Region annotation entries
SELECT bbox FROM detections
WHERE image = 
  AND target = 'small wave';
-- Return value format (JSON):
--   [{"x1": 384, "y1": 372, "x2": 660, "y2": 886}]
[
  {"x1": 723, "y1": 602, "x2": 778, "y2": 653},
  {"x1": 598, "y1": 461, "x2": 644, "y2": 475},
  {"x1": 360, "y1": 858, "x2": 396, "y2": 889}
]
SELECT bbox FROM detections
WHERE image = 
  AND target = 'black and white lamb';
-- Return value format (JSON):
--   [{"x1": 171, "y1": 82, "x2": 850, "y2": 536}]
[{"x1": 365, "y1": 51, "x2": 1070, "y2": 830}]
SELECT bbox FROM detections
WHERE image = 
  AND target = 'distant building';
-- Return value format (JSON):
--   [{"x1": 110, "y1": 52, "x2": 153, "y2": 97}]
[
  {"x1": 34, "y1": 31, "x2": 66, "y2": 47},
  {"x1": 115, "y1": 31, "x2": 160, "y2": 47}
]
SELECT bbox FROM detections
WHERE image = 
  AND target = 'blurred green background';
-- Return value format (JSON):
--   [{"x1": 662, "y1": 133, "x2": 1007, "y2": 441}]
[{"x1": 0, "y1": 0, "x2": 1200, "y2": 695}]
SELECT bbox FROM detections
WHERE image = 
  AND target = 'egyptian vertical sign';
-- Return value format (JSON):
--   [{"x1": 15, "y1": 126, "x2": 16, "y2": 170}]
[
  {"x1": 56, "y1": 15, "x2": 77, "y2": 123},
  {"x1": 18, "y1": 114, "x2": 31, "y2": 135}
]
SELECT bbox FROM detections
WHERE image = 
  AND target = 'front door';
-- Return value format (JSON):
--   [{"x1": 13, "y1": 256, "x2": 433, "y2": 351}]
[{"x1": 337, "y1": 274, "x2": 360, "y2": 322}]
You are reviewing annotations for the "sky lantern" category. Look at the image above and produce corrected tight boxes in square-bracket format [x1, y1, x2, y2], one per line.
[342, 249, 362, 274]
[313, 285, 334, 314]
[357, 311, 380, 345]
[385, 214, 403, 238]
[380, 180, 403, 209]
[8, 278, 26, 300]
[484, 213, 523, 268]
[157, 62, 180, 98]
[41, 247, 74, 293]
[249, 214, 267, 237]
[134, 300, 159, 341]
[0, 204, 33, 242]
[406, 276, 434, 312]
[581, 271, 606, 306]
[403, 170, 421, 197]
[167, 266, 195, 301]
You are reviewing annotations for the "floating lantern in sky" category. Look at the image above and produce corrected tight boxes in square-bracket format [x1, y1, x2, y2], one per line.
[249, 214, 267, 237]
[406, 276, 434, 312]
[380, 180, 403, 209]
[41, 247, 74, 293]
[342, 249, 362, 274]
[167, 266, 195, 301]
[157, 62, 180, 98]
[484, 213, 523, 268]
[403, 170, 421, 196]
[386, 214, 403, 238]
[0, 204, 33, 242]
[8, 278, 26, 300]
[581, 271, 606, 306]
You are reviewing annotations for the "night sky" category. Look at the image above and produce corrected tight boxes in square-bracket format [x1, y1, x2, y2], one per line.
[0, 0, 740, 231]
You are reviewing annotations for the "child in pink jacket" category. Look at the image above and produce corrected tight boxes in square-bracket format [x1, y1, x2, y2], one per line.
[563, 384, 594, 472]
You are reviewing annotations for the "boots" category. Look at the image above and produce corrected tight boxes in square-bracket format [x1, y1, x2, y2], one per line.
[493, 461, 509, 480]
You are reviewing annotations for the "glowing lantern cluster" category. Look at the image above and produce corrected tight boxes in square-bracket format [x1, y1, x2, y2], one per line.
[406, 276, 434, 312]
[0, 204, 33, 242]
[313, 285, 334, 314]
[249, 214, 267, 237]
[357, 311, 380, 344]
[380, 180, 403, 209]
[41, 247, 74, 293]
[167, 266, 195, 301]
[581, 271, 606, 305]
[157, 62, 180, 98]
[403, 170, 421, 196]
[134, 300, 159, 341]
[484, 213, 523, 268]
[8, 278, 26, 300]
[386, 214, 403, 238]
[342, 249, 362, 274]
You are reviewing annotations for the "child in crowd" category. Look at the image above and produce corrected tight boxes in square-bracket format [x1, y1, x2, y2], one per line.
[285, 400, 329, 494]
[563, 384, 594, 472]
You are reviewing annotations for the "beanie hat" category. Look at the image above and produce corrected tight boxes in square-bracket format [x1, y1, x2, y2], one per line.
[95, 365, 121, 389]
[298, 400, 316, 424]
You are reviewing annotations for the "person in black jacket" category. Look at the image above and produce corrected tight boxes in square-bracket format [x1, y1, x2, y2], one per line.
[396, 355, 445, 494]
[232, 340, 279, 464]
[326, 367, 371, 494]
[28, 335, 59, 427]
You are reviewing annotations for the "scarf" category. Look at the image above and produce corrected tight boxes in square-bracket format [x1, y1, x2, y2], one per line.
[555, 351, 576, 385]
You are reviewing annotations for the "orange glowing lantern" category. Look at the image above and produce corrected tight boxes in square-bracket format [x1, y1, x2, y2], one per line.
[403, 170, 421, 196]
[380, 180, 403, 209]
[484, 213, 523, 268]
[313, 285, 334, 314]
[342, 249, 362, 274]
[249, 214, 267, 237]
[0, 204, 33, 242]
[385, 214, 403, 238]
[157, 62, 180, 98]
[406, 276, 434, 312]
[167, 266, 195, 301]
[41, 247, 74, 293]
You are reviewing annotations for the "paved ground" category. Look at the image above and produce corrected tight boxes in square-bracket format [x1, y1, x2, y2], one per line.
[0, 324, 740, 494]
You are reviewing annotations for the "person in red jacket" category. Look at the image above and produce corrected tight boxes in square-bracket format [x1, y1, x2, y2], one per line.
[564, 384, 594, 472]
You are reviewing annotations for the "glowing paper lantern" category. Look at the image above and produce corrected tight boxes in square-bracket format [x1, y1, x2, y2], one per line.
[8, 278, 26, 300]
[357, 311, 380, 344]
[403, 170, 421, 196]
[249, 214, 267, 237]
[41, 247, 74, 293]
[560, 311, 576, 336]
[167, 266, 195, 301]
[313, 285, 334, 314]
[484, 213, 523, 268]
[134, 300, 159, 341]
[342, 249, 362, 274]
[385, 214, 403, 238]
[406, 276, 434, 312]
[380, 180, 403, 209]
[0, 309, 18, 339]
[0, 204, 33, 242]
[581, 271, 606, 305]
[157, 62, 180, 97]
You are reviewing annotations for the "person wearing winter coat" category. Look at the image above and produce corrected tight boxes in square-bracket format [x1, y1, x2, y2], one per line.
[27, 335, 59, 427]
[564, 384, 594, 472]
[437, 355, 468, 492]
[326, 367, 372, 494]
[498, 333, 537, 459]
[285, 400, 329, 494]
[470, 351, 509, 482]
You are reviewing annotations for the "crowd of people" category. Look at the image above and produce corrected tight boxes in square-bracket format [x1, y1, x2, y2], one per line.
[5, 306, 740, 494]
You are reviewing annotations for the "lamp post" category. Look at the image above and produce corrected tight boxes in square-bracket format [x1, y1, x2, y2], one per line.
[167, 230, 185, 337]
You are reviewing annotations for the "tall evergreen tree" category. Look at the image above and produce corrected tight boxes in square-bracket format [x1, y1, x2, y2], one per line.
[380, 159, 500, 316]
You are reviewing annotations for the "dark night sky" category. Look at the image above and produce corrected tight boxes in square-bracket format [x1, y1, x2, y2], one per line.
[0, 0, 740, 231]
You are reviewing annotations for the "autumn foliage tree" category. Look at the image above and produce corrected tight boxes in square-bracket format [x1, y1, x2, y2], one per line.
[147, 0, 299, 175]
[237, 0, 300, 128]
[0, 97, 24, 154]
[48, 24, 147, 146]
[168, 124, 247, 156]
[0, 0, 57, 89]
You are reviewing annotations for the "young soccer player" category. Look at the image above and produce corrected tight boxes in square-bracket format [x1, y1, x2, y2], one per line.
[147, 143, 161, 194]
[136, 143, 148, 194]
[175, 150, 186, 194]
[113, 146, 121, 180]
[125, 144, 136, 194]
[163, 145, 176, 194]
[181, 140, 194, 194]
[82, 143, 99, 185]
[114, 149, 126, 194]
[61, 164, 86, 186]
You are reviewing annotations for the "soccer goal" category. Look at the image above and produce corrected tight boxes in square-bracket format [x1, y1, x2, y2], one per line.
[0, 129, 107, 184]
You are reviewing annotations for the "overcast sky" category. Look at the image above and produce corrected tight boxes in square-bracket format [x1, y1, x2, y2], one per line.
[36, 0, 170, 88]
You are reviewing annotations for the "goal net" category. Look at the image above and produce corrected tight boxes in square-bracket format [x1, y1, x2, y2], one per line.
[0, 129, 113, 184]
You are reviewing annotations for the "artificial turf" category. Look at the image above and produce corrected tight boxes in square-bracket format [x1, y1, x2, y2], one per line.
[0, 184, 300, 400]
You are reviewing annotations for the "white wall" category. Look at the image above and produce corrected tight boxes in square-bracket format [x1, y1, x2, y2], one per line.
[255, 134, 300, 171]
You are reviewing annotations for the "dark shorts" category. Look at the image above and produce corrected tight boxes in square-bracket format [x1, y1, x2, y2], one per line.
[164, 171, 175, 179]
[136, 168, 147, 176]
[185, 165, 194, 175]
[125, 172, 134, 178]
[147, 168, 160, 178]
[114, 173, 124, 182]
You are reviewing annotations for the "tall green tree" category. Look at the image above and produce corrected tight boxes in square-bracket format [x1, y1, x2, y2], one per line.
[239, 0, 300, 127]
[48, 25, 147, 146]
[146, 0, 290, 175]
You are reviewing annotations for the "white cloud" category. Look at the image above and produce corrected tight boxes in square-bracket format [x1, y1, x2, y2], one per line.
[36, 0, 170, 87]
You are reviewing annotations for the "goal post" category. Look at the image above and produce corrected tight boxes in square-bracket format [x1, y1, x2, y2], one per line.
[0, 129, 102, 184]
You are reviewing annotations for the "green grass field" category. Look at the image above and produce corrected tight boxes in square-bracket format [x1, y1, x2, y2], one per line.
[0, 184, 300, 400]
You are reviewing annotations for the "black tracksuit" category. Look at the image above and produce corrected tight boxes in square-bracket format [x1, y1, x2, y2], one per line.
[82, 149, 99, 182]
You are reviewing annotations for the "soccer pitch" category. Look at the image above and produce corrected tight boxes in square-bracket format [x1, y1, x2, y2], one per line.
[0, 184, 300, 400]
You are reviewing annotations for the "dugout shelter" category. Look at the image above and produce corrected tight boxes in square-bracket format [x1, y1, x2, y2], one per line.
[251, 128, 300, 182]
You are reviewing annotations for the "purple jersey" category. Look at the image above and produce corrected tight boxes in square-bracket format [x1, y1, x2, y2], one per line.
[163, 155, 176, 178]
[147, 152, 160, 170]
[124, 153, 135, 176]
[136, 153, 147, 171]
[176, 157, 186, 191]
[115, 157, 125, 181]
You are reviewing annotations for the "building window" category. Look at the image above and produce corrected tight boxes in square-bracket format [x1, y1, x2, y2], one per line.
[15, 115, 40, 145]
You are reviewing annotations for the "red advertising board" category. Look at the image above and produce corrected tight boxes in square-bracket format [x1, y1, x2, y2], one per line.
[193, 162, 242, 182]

#### PROBLEM DETAILS:
From the entries above, pick out every line containing the word "building" and copy each one. Case counts.

#### TASK ANSWER:
  AND target = 'distant building';
You are reviewing annotations for the "building window" category. Look at the image above and produce corrected tight boxes in square-bracket format [x1, y1, x2, y2], one per line.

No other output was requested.